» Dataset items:
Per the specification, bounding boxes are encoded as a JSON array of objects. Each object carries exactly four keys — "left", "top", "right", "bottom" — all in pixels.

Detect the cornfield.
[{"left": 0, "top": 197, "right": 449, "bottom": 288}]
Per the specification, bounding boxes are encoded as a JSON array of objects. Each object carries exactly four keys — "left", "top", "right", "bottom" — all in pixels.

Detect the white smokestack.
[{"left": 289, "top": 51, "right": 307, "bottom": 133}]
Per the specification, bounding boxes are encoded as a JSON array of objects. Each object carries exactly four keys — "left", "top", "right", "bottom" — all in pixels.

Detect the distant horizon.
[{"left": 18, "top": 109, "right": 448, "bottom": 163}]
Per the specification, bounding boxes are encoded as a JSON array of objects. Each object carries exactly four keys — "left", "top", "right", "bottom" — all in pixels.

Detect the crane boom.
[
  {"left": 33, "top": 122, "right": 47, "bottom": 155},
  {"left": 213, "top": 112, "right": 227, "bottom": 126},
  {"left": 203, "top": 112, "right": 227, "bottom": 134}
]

» REQUIRED ACTION: Print the line with "Detect the distant horizon." and every line after it in the entries above, exactly as written. Leave out all other lines.

» WRITTEN RESPONSE:
Detect the distant horizon.
[{"left": 18, "top": 109, "right": 448, "bottom": 163}]
Per the specification, bounding boxes are encoded as a JSON array of objects. Each object carries exactly four keys — "left", "top", "right", "bottom" — all in pixels.

Detect the crane boom.
[
  {"left": 33, "top": 122, "right": 47, "bottom": 155},
  {"left": 213, "top": 112, "right": 227, "bottom": 126},
  {"left": 203, "top": 112, "right": 227, "bottom": 134}
]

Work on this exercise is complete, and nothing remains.